Task description: Every record must be copied exactly, except that pictures are dropped.

=== Dataset records ===

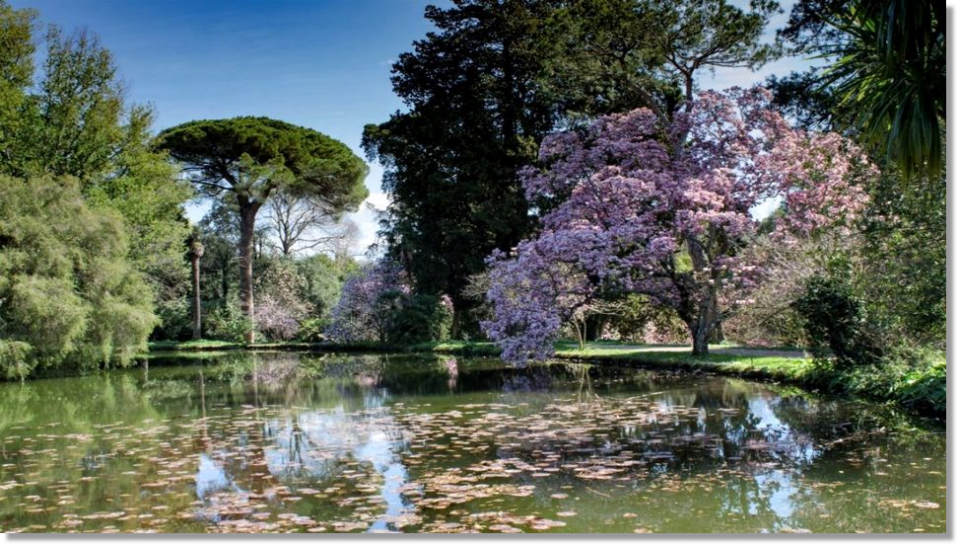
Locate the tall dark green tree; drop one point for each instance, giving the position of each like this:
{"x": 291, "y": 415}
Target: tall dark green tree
{"x": 887, "y": 66}
{"x": 498, "y": 75}
{"x": 64, "y": 115}
{"x": 248, "y": 159}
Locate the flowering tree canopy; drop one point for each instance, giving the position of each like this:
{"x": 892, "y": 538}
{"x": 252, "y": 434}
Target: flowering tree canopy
{"x": 367, "y": 303}
{"x": 632, "y": 206}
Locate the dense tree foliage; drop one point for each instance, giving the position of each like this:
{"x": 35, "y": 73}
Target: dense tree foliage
{"x": 248, "y": 160}
{"x": 69, "y": 296}
{"x": 887, "y": 69}
{"x": 670, "y": 222}
{"x": 69, "y": 121}
{"x": 496, "y": 77}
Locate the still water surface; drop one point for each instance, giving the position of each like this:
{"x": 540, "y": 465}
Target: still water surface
{"x": 239, "y": 442}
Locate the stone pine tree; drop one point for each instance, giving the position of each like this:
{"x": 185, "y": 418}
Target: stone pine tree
{"x": 249, "y": 159}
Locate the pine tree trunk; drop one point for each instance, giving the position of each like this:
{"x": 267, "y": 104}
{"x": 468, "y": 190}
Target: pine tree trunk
{"x": 195, "y": 265}
{"x": 248, "y": 214}
{"x": 700, "y": 342}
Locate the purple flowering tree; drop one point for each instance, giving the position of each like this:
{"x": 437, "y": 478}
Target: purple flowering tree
{"x": 632, "y": 206}
{"x": 367, "y": 303}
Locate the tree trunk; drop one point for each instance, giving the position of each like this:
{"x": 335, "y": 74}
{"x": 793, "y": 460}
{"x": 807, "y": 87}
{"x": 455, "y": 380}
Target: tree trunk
{"x": 700, "y": 333}
{"x": 195, "y": 265}
{"x": 248, "y": 215}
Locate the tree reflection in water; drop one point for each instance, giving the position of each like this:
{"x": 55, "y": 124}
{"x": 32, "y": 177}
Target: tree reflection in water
{"x": 285, "y": 441}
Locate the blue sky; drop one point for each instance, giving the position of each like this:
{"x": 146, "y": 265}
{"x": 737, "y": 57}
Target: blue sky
{"x": 323, "y": 64}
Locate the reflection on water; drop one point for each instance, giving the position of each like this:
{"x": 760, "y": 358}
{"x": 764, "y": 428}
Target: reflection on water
{"x": 285, "y": 441}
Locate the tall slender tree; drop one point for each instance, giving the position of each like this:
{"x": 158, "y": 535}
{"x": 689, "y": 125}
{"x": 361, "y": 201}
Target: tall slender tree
{"x": 252, "y": 158}
{"x": 499, "y": 75}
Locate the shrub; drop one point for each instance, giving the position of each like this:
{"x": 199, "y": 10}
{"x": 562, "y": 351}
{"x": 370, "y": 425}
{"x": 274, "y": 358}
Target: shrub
{"x": 312, "y": 330}
{"x": 421, "y": 318}
{"x": 228, "y": 323}
{"x": 833, "y": 319}
{"x": 68, "y": 289}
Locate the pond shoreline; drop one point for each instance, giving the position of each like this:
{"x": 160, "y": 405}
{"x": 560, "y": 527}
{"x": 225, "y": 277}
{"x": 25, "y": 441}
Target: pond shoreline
{"x": 885, "y": 386}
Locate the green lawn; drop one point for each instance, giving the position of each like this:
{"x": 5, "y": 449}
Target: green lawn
{"x": 918, "y": 386}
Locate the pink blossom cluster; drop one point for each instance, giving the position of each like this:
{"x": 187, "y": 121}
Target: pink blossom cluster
{"x": 666, "y": 212}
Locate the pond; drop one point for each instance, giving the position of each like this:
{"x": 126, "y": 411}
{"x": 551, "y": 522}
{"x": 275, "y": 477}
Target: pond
{"x": 238, "y": 442}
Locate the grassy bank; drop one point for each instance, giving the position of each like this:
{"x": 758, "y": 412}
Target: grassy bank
{"x": 920, "y": 387}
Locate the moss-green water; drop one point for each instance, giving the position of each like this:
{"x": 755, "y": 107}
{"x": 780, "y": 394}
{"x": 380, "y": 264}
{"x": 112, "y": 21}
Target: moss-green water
{"x": 295, "y": 441}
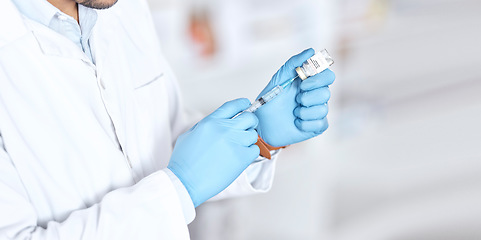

===

Task response:
Locate the tall dark green tree; drop one point for each instance, giving the position of each like this:
{"x": 291, "y": 415}
Target: tall dark green tree
{"x": 887, "y": 66}
{"x": 498, "y": 75}
{"x": 64, "y": 115}
{"x": 248, "y": 159}
Locate the flowering tree canopy; drop one point for each instance, giving the position of each like this:
{"x": 892, "y": 538}
{"x": 252, "y": 434}
Target: flowering tree canopy
{"x": 367, "y": 303}
{"x": 632, "y": 206}
Locate the dense tree foliage; drop one point for each instance, giving the position of each like this:
{"x": 35, "y": 73}
Target: dense tree foliage
{"x": 248, "y": 160}
{"x": 69, "y": 296}
{"x": 887, "y": 69}
{"x": 670, "y": 222}
{"x": 69, "y": 121}
{"x": 496, "y": 77}
Locate the still water surface; drop one point for each instance, giving the position of each like this:
{"x": 540, "y": 465}
Target: still water surface
{"x": 239, "y": 442}
Locate the stone pine tree; drop one point for each instance, giving the position of each like this:
{"x": 185, "y": 418}
Target: stone pine tree
{"x": 249, "y": 159}
Locate the pine tree trunk; drop one point for each instance, giving the position of each like this:
{"x": 267, "y": 104}
{"x": 468, "y": 190}
Target: pine tree trunk
{"x": 195, "y": 265}
{"x": 248, "y": 214}
{"x": 700, "y": 342}
Locate the purple flowering tree; drop one point for each instance, giving the position of each like this:
{"x": 437, "y": 478}
Target: purple flowering tree
{"x": 632, "y": 206}
{"x": 367, "y": 303}
Locate the tree trunk; drop one point for each instance, giving the position of each like this:
{"x": 335, "y": 74}
{"x": 793, "y": 460}
{"x": 807, "y": 87}
{"x": 455, "y": 380}
Target: tree trunk
{"x": 700, "y": 333}
{"x": 195, "y": 265}
{"x": 248, "y": 215}
Locate the tree reflection in water; drop one point for each instance, giving the position of each like this:
{"x": 55, "y": 124}
{"x": 32, "y": 177}
Target: tree reflection in water
{"x": 285, "y": 441}
Locate the blue sky; drop one point for each instance, giving the position of each like this:
{"x": 146, "y": 265}
{"x": 737, "y": 57}
Target: blue sky
{"x": 323, "y": 64}
Locate the reflection on water; drop one point for each instance, giving the position of each like this:
{"x": 760, "y": 358}
{"x": 764, "y": 428}
Target: reflection on water
{"x": 285, "y": 441}
Locate the tall slender tree; drop one point for each instance, giving the position of each like this:
{"x": 158, "y": 535}
{"x": 689, "y": 125}
{"x": 361, "y": 201}
Target: tall slender tree
{"x": 252, "y": 158}
{"x": 499, "y": 75}
Locate the shrub; drop one point for each instance, giving the position of each like this:
{"x": 199, "y": 10}
{"x": 562, "y": 351}
{"x": 370, "y": 425}
{"x": 274, "y": 358}
Target: shrub
{"x": 312, "y": 330}
{"x": 421, "y": 318}
{"x": 228, "y": 323}
{"x": 833, "y": 319}
{"x": 68, "y": 289}
Locate the pond shoreline; drop one point for each instance, giving the position of each like this:
{"x": 160, "y": 405}
{"x": 560, "y": 527}
{"x": 225, "y": 277}
{"x": 25, "y": 441}
Target: pond shoreline
{"x": 885, "y": 386}
Locate the green lawn; drop one point for each instance, giving the position of each like this:
{"x": 5, "y": 449}
Target: green lawn
{"x": 918, "y": 386}
Locate the pink blossom cluster; drop one point for each instance, giving the position of each like this:
{"x": 187, "y": 121}
Target: pink blossom cluster
{"x": 666, "y": 212}
Locate the pond; drop one point for each instance, giving the position of each like this:
{"x": 126, "y": 411}
{"x": 551, "y": 522}
{"x": 275, "y": 477}
Target: pond
{"x": 238, "y": 442}
Locate the grassy bank; drop one point for each instance, giving the position of each like this:
{"x": 758, "y": 412}
Target: grassy bank
{"x": 920, "y": 387}
Locate the moss-green water; drop one point for each instance, giving the position of each like this:
{"x": 755, "y": 107}
{"x": 780, "y": 394}
{"x": 380, "y": 264}
{"x": 112, "y": 21}
Target: moss-green water
{"x": 295, "y": 441}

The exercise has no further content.